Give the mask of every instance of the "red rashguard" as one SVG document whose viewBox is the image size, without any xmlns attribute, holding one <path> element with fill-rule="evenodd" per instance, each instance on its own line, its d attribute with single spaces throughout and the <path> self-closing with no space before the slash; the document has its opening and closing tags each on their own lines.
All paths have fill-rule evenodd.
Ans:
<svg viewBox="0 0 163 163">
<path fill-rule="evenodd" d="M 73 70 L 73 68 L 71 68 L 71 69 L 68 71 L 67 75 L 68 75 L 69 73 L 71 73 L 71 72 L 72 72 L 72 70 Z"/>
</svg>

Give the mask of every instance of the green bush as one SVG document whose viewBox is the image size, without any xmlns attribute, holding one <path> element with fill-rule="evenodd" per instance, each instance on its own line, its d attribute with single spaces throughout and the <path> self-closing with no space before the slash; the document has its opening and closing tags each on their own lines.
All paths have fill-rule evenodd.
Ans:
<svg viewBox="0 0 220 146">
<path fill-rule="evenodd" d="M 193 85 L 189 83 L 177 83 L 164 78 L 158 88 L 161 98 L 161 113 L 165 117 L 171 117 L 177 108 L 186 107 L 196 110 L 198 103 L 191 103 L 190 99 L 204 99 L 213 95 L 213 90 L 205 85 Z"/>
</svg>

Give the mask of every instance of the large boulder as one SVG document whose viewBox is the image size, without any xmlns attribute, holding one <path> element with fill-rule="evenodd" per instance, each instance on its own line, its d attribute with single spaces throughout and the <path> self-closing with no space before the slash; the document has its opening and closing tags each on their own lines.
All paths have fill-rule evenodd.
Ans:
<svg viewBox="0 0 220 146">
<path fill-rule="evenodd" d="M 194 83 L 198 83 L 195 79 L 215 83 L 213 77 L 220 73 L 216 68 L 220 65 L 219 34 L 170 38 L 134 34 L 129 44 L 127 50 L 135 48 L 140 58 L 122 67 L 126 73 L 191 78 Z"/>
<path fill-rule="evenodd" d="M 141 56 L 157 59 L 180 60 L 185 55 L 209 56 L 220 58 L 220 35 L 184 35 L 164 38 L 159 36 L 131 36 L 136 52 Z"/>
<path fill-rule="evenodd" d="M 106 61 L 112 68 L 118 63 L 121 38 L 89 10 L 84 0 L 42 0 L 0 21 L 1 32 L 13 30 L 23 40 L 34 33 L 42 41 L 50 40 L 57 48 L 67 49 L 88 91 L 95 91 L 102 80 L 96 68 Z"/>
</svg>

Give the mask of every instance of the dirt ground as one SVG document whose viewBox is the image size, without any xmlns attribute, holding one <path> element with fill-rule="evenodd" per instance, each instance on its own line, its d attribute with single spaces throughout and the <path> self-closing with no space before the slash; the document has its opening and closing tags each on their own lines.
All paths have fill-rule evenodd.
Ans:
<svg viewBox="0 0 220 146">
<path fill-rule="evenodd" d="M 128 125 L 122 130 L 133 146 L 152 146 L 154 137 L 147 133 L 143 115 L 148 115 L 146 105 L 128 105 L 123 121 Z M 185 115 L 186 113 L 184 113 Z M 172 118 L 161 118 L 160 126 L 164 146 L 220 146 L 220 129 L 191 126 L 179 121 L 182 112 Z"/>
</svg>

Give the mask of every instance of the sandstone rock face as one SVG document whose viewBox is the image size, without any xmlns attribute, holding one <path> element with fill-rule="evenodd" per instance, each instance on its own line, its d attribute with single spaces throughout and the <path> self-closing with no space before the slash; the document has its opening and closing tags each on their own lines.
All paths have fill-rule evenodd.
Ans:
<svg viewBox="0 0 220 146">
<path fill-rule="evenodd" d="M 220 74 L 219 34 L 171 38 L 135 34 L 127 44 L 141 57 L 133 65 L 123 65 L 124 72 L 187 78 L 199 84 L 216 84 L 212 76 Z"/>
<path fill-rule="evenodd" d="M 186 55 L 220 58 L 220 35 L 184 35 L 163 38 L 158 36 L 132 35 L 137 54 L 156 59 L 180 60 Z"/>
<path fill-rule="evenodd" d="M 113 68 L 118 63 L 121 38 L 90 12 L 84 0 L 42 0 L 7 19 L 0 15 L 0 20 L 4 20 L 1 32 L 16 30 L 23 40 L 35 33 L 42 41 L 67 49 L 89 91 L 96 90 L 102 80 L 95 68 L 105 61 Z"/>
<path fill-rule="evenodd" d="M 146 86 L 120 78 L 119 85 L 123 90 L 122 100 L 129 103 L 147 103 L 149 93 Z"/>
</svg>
━━━━━━━━━━━━━━━━
Lay out every line of the entries above as a numbered list, in order, and leave out the blank lines.

1. Give the mask of every instance of the "red rashguard" as one SVG document whose viewBox is the image size, without any xmlns attribute, holding one <path> element with fill-rule="evenodd" per instance, each instance on its own line, its d attribute with single spaces throughout and the <path> self-closing with no space before the slash; the document has its opening and closing tags each on their own lines.
2. All paths have fill-rule evenodd.
3. Ans:
4. <svg viewBox="0 0 163 163">
5. <path fill-rule="evenodd" d="M 73 70 L 73 68 L 71 68 L 71 69 L 68 71 L 67 75 L 68 75 L 69 73 L 71 73 L 71 72 L 72 72 L 72 70 Z"/>
6. </svg>
7. Give the mask of every instance of the green bush as one SVG document whose viewBox is the image size, without any xmlns attribute, holding one <path> element with fill-rule="evenodd" per instance, each instance on its own line, its d attribute with single spaces throughout and the <path> self-closing with no space before the slash; the document has its opening and closing tags each on their own lines.
8. All paths have fill-rule evenodd.
9. Ans:
10. <svg viewBox="0 0 220 146">
11. <path fill-rule="evenodd" d="M 193 85 L 189 83 L 177 83 L 164 78 L 158 88 L 161 98 L 161 113 L 165 117 L 171 117 L 177 108 L 186 107 L 196 110 L 198 103 L 191 103 L 190 99 L 204 99 L 213 95 L 213 90 L 205 85 Z"/>
12. </svg>
13. Give the mask of every instance of the large boulder as one SVG document whose viewBox is the image size, without any xmlns attribute, holding one <path> element with fill-rule="evenodd" per instance, each instance on its own line, its d attribute with single spaces throughout and the <path> self-closing with no space before the slash; the document has its opening and closing tags each on their own lines.
14. All paths have fill-rule evenodd.
15. Ans:
16. <svg viewBox="0 0 220 146">
17. <path fill-rule="evenodd" d="M 194 83 L 198 83 L 195 79 L 215 83 L 213 77 L 220 73 L 216 68 L 220 65 L 219 34 L 170 38 L 134 34 L 129 44 L 127 50 L 135 48 L 140 58 L 122 67 L 126 73 L 191 78 Z"/>
18. <path fill-rule="evenodd" d="M 141 56 L 157 59 L 180 60 L 185 55 L 209 56 L 220 58 L 220 35 L 184 35 L 164 38 L 159 36 L 131 36 L 136 52 Z"/>
19. <path fill-rule="evenodd" d="M 106 61 L 112 68 L 118 63 L 121 38 L 89 10 L 84 0 L 42 0 L 0 21 L 1 32 L 13 30 L 23 40 L 34 33 L 42 41 L 50 40 L 57 48 L 67 49 L 88 91 L 95 91 L 102 80 L 96 68 Z"/>
20. </svg>
21. Give the mask of every instance of the dirt ground as one SVG document whose viewBox is the image size, without any xmlns attribute, holding one <path> element with fill-rule="evenodd" per instance, each instance on its own line, its d attribute with single spaces throughout and the <path> self-closing with no space before the slash; the document has its opening and closing tags each on their own lines.
22. All paths have fill-rule evenodd.
23. Ans:
24. <svg viewBox="0 0 220 146">
25. <path fill-rule="evenodd" d="M 128 125 L 122 130 L 133 146 L 152 146 L 154 137 L 147 133 L 143 115 L 148 115 L 146 105 L 128 105 L 123 121 Z M 185 115 L 186 113 L 184 113 Z M 172 118 L 161 118 L 160 126 L 164 146 L 220 146 L 220 129 L 191 126 L 179 121 L 182 112 Z"/>
26. </svg>
27. Give the mask of every instance of the sandstone rock face as one SVG document whose viewBox is the image size, without any xmlns attribute, holding one <path> element with fill-rule="evenodd" per instance, each instance on its own line, its d attribute with single spaces throughout and the <path> self-closing with no space before the slash; the document has its opening and closing tags each on their own lines.
28. All paths have fill-rule evenodd.
29. Ans:
30. <svg viewBox="0 0 220 146">
31. <path fill-rule="evenodd" d="M 220 74 L 219 34 L 171 38 L 135 34 L 127 44 L 141 57 L 133 65 L 123 65 L 124 72 L 187 78 L 199 84 L 216 84 L 212 76 Z"/>
32. <path fill-rule="evenodd" d="M 186 55 L 220 58 L 220 35 L 184 35 L 163 38 L 158 36 L 132 35 L 137 54 L 156 59 L 180 60 Z"/>
33. <path fill-rule="evenodd" d="M 113 68 L 118 63 L 121 38 L 90 12 L 84 0 L 42 0 L 7 19 L 0 15 L 0 20 L 4 20 L 1 32 L 16 30 L 23 40 L 35 33 L 42 41 L 67 49 L 89 91 L 96 90 L 102 80 L 95 68 L 105 61 Z"/>
34. <path fill-rule="evenodd" d="M 146 86 L 120 78 L 119 85 L 123 90 L 122 100 L 129 103 L 147 103 L 149 93 Z"/>
35. </svg>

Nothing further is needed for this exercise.